Image region labeling entries
####################

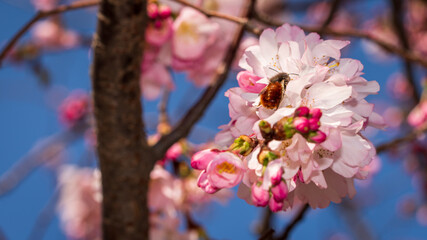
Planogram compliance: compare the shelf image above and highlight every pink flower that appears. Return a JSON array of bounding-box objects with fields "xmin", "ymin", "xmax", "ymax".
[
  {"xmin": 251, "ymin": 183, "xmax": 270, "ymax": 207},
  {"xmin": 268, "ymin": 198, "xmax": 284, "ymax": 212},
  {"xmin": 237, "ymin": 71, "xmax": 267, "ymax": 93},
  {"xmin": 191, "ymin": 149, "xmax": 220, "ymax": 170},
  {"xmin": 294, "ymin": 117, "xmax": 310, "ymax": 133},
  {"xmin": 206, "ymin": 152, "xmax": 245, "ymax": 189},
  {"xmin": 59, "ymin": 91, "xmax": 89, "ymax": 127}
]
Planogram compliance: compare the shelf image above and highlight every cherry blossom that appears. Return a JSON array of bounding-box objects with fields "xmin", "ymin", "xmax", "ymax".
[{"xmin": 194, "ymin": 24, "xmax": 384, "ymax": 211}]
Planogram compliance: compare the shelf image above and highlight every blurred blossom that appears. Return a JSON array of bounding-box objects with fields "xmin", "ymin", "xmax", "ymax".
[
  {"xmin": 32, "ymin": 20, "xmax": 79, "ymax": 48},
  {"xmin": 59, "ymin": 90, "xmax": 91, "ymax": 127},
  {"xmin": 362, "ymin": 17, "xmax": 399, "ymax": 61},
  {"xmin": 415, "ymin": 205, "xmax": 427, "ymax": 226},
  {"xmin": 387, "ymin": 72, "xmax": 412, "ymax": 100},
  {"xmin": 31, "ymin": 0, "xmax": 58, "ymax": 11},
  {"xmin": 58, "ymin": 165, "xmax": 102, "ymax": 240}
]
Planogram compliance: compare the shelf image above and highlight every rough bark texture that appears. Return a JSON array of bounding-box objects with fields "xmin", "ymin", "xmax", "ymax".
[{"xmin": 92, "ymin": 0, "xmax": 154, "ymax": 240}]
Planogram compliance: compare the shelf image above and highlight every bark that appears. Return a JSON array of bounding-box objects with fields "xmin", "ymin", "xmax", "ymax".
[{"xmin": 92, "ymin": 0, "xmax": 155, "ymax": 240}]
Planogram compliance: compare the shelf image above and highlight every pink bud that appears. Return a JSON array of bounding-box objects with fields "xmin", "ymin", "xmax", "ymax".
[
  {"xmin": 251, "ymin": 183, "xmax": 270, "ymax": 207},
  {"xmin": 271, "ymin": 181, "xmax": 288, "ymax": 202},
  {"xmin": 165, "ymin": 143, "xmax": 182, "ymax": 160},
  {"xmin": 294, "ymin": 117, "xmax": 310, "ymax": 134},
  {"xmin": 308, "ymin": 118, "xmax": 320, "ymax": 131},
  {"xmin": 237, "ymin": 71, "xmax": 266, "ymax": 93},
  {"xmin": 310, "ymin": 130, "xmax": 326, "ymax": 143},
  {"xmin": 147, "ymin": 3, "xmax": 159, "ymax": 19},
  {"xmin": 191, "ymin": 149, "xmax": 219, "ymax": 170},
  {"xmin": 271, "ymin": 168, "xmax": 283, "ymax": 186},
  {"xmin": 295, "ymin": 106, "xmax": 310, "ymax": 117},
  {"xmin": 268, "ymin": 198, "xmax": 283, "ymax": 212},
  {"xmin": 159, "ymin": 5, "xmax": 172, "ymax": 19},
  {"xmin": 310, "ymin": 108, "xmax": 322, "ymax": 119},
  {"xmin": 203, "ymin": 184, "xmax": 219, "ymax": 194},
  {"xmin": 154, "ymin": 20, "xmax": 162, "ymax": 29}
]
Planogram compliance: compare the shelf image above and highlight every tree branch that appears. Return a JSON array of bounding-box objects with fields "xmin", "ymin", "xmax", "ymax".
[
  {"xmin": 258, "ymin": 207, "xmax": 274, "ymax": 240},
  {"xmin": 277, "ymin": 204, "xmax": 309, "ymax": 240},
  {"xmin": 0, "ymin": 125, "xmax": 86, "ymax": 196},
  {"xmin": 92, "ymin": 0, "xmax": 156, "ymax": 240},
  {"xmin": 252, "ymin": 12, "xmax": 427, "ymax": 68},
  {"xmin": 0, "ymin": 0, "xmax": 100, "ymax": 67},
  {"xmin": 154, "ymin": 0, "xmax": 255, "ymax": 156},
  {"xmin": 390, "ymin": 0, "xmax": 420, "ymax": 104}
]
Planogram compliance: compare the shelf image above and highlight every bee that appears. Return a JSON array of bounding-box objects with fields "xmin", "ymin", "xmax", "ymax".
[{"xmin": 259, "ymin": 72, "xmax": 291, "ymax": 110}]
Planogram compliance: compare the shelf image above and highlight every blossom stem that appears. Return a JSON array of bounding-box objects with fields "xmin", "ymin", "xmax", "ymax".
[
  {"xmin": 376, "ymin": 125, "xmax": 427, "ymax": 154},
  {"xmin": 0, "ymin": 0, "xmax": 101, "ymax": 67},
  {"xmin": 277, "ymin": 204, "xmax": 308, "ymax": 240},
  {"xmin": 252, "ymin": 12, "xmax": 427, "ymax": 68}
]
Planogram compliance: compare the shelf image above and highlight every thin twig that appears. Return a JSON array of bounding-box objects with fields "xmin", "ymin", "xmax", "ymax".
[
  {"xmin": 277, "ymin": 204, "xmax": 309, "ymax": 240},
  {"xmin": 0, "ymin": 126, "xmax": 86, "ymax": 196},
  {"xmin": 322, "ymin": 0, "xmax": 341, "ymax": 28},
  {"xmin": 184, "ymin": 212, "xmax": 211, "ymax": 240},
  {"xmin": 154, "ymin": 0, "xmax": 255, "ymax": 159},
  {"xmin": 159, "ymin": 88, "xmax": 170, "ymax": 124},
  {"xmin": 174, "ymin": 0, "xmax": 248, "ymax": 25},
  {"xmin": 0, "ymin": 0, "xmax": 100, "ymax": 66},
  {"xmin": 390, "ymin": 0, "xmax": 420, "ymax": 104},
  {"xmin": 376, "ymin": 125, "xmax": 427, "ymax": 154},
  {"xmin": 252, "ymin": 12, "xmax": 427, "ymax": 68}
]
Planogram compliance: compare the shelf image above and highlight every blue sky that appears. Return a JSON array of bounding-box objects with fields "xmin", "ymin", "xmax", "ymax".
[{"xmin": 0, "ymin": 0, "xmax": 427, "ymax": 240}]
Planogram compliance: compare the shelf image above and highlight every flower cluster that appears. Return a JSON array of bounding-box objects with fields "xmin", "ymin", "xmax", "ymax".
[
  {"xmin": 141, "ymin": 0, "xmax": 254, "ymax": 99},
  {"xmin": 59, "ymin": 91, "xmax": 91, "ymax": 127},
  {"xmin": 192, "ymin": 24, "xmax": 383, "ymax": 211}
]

####################

● **WRITTEN TASK**
Copy every line of the records above word for word, leaving out the pictures.

● **EXERCISE SOLUTION**
Planogram compliance: compare the shelf image above and highlight every pink flower that appears. Return a JSON array of bounding-box objects with fields "xmin", "ymin", "xmax", "ymax".
[
  {"xmin": 251, "ymin": 183, "xmax": 270, "ymax": 207},
  {"xmin": 268, "ymin": 198, "xmax": 284, "ymax": 212},
  {"xmin": 237, "ymin": 71, "xmax": 267, "ymax": 93},
  {"xmin": 191, "ymin": 149, "xmax": 220, "ymax": 170},
  {"xmin": 294, "ymin": 117, "xmax": 310, "ymax": 133},
  {"xmin": 206, "ymin": 152, "xmax": 245, "ymax": 189},
  {"xmin": 59, "ymin": 91, "xmax": 89, "ymax": 127}
]
Planogram compliance: compare the shelf image above and highlight every cherry blossom that appears. Return a JSON array of bounding-box objects with fields "xmin", "ymin", "xmax", "ymax".
[{"xmin": 194, "ymin": 24, "xmax": 384, "ymax": 211}]
Planogram compliance: compare the shelf image above and highlight every blurred blossom that appears. Return a JSON array of bounding-box objects with fields "xmin", "ymin", "xmax", "ymax".
[
  {"xmin": 32, "ymin": 20, "xmax": 79, "ymax": 48},
  {"xmin": 59, "ymin": 90, "xmax": 91, "ymax": 127},
  {"xmin": 362, "ymin": 17, "xmax": 399, "ymax": 61},
  {"xmin": 415, "ymin": 205, "xmax": 427, "ymax": 226},
  {"xmin": 387, "ymin": 72, "xmax": 412, "ymax": 100},
  {"xmin": 31, "ymin": 0, "xmax": 58, "ymax": 11},
  {"xmin": 58, "ymin": 165, "xmax": 102, "ymax": 240}
]
Planogram compliance: compare the shelf image above and highlight every rough bark texture that appears. Return a JSON array of bounding-box objects with fields "xmin", "ymin", "xmax", "ymax".
[{"xmin": 92, "ymin": 0, "xmax": 154, "ymax": 240}]
Planogram compliance: compare the shelf image above and highlight every bark that appears. Return a JSON array of bounding-box objects with fields "xmin", "ymin", "xmax", "ymax".
[{"xmin": 92, "ymin": 0, "xmax": 155, "ymax": 240}]
Planogram compliance: compare the shelf image above and highlight every pink bud that appears. Return a JSON array of bounding-box objects with fields "xmin", "ymin", "xmax", "ymax".
[
  {"xmin": 251, "ymin": 183, "xmax": 270, "ymax": 207},
  {"xmin": 271, "ymin": 181, "xmax": 288, "ymax": 202},
  {"xmin": 165, "ymin": 143, "xmax": 182, "ymax": 160},
  {"xmin": 294, "ymin": 117, "xmax": 310, "ymax": 134},
  {"xmin": 308, "ymin": 118, "xmax": 320, "ymax": 131},
  {"xmin": 237, "ymin": 71, "xmax": 266, "ymax": 93},
  {"xmin": 310, "ymin": 130, "xmax": 326, "ymax": 143},
  {"xmin": 147, "ymin": 3, "xmax": 159, "ymax": 19},
  {"xmin": 191, "ymin": 149, "xmax": 219, "ymax": 170},
  {"xmin": 271, "ymin": 168, "xmax": 283, "ymax": 186},
  {"xmin": 295, "ymin": 106, "xmax": 310, "ymax": 117},
  {"xmin": 268, "ymin": 198, "xmax": 283, "ymax": 212},
  {"xmin": 159, "ymin": 5, "xmax": 172, "ymax": 19},
  {"xmin": 310, "ymin": 108, "xmax": 322, "ymax": 119},
  {"xmin": 203, "ymin": 184, "xmax": 219, "ymax": 194},
  {"xmin": 154, "ymin": 20, "xmax": 162, "ymax": 29}
]
Planogram compliance: compare the shelf image above and highlight every tree branch that appears. Return a JSON array of bounding-box objects with fields "xmin", "ymin", "xmax", "ymax".
[
  {"xmin": 258, "ymin": 207, "xmax": 274, "ymax": 240},
  {"xmin": 277, "ymin": 204, "xmax": 309, "ymax": 240},
  {"xmin": 0, "ymin": 125, "xmax": 86, "ymax": 196},
  {"xmin": 92, "ymin": 0, "xmax": 156, "ymax": 240},
  {"xmin": 252, "ymin": 12, "xmax": 427, "ymax": 68},
  {"xmin": 0, "ymin": 0, "xmax": 100, "ymax": 67},
  {"xmin": 154, "ymin": 0, "xmax": 255, "ymax": 156},
  {"xmin": 390, "ymin": 0, "xmax": 420, "ymax": 104}
]
Planogram compliance: compare the shelf image above and highlight every bee that appears. Return a JSON array of bounding-box objects with fields "xmin", "ymin", "xmax", "ymax".
[{"xmin": 259, "ymin": 72, "xmax": 291, "ymax": 110}]
Planogram compliance: compare the shelf image above and highlight every blossom stem that appears. Return a JSON array of bounding-box objects with fields "xmin", "ymin", "xmax", "ymax".
[
  {"xmin": 376, "ymin": 125, "xmax": 427, "ymax": 154},
  {"xmin": 0, "ymin": 0, "xmax": 101, "ymax": 67},
  {"xmin": 277, "ymin": 204, "xmax": 308, "ymax": 240},
  {"xmin": 252, "ymin": 12, "xmax": 427, "ymax": 68}
]
Planogram compliance: compare the shelf image above and highlight every thin twig that appears. Return a JSON array of bounding-box objects with fields "xmin", "ymin", "xmax", "ymax".
[
  {"xmin": 277, "ymin": 204, "xmax": 309, "ymax": 240},
  {"xmin": 0, "ymin": 126, "xmax": 86, "ymax": 196},
  {"xmin": 322, "ymin": 0, "xmax": 341, "ymax": 28},
  {"xmin": 184, "ymin": 212, "xmax": 211, "ymax": 240},
  {"xmin": 154, "ymin": 0, "xmax": 255, "ymax": 159},
  {"xmin": 159, "ymin": 88, "xmax": 170, "ymax": 124},
  {"xmin": 174, "ymin": 0, "xmax": 248, "ymax": 25},
  {"xmin": 0, "ymin": 0, "xmax": 100, "ymax": 66},
  {"xmin": 390, "ymin": 0, "xmax": 420, "ymax": 104},
  {"xmin": 376, "ymin": 125, "xmax": 427, "ymax": 154},
  {"xmin": 252, "ymin": 12, "xmax": 427, "ymax": 68}
]
Planogram compliance: compare the shelf image above and highlight every blue sky that appears. Return a JSON array of bounding-box objects with fields "xmin", "ymin", "xmax", "ymax".
[{"xmin": 0, "ymin": 0, "xmax": 427, "ymax": 240}]
Planogram compliance: compare the shelf image above and highlight every flower cluster that appears. Return a JSON array of bounding-box objects with fields "xmin", "ymin", "xmax", "ymax".
[
  {"xmin": 141, "ymin": 0, "xmax": 254, "ymax": 99},
  {"xmin": 59, "ymin": 91, "xmax": 91, "ymax": 127},
  {"xmin": 192, "ymin": 24, "xmax": 383, "ymax": 211}
]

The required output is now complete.